» **Trecho selecionado**:
------------------------------------------------
A chegada do relatório da CPI do Orçamento à Câmara dos Deputados com sua dupla recomendação –cassação de uns e complementação das investigações em relação a outros parlamentares– provocou controvérsia relevante sobre de que modo operar o acréscimo investigatório, à luz das disposições constitucionais, legais e regimentais, tendo a Presidência da Casa, num primeiro momento, optado por uma Comissão Especial de Sindicância e, após, cedendo a argumentos de que faltaria poder coercitivo apuratório a esta comissão, como o tem uma CPI, admitiu aquela tarefa ao corregedor, com o "assessoramento" de uma comissão especial.
Poder-se-ia, desde logo, à luz dos próprios argumentos que informaram a substituição da Comissão Especial de Sindicância pelo corregedor, apontar para a contradição formal, uma vez que os "poderes próprios das autoridades judiciais" são assinados pela Constituição Federal às CPIs, restando aí fundadas dúvidas sobre a competência correcional, de natureza disciplinar interna, para complementar investigações de fatos pertencentes ao interesse e à ordem pública.
O ordenamento parlamentar estabelece, como de responsabilidade de seus membros e atribuição regimental específica da Mesa da Câmara dos Deputados, a promoção e valorização do Poder Legislativo e o resguardo de seu conceito perante a nação (art. 15, VIII, R.I.).
Não se trata, no caso, de uma figura de retórica, mas sim do substrato jurídico que, mais adiante, se fixará nas competências de operacionalização e execução das disposições pertinentes a esse "resguardo", através da própria Mesa, do presidente, da Procuradoria Parlamentar e da função correcional.
Sem perder a referência da atribuição maior da Mesa, vértice superior da hierarquia político-administrativa, organiza-se a tutela do conceito, imagem e dignidade da Câmara, como pessoa coletiva ou de cada um de per si, através da Procuradoria Parlamentar, cujo escopo e objetivos são verificados no art. 21 e seus parágrafos do R.I.:
"A Procuradoria Parlamentar terá por finalidade promover, em colaboração com a Mesa, a defesa da Câmara, de seus órgãos e membros quando atingidos em sua honra ou imagem perante a sociedade, em razão do exercício do mandato ou das suas funções institucionais."
------------------------------------------------
» **Rótulos dos pontos de objetos**:
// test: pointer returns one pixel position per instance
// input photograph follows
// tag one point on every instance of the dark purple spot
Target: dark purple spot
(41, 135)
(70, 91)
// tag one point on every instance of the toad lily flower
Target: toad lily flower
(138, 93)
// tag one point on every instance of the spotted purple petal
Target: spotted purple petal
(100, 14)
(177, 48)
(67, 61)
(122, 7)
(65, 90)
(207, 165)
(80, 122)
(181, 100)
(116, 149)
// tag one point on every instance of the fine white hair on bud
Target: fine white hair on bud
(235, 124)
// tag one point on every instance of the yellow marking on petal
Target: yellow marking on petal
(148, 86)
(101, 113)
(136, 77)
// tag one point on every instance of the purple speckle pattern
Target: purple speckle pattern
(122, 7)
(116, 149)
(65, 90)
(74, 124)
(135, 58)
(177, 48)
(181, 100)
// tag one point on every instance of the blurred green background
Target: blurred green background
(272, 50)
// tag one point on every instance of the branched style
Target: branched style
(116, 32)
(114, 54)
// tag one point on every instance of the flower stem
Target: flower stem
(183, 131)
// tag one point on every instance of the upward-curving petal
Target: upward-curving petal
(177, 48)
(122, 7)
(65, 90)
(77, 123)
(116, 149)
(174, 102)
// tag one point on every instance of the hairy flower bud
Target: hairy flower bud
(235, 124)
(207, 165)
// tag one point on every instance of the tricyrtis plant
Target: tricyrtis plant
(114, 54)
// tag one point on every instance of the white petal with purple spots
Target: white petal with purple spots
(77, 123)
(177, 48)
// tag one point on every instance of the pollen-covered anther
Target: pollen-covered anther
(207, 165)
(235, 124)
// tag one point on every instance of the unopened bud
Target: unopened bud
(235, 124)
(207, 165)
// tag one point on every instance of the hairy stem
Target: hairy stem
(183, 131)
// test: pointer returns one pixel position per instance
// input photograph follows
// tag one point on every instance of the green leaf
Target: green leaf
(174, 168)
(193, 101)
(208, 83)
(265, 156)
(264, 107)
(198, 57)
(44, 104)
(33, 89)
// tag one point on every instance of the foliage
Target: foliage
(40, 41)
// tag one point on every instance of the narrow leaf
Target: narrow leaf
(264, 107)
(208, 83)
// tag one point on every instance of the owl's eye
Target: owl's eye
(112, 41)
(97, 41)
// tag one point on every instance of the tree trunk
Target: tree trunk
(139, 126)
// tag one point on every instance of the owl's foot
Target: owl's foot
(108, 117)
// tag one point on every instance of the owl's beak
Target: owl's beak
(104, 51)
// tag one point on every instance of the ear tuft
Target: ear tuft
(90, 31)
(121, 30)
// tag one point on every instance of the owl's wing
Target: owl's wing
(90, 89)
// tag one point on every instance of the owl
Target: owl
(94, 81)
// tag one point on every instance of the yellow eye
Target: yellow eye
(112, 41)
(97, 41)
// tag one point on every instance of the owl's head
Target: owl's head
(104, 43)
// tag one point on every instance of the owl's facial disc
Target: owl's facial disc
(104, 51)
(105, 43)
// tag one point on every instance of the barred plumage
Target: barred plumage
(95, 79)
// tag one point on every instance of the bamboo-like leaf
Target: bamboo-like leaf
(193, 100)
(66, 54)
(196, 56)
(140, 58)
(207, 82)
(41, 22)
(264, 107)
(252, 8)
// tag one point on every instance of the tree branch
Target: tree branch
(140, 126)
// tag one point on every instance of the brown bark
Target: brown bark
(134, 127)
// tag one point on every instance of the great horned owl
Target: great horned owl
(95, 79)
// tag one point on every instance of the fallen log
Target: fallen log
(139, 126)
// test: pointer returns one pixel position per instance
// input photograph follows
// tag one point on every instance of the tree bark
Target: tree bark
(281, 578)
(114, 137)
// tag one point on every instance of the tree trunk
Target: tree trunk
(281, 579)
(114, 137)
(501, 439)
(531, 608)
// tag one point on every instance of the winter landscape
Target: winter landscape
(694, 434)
------------------------------------------------
» **Exercício breve**: Atualize o trecho sobre a CPI do Orçamento: reproduza-o a partir das palavras "O ordenamento parlamentar" e pare depois de "15, VIII, R.I.).", trocando "Poder Legislativo" por "Congresso Nacional".

» **Resposta ao exercício**:
O ordenamento parlamentar estabelece, como de responsabilidade de seus membros e atribuição regimental específica da Mesa da Câmara dos Deputados, a promoção e valorização do Congresso Nacional e o resguardo de seu conceito perante a nação (art. 15, VIII, R.I.).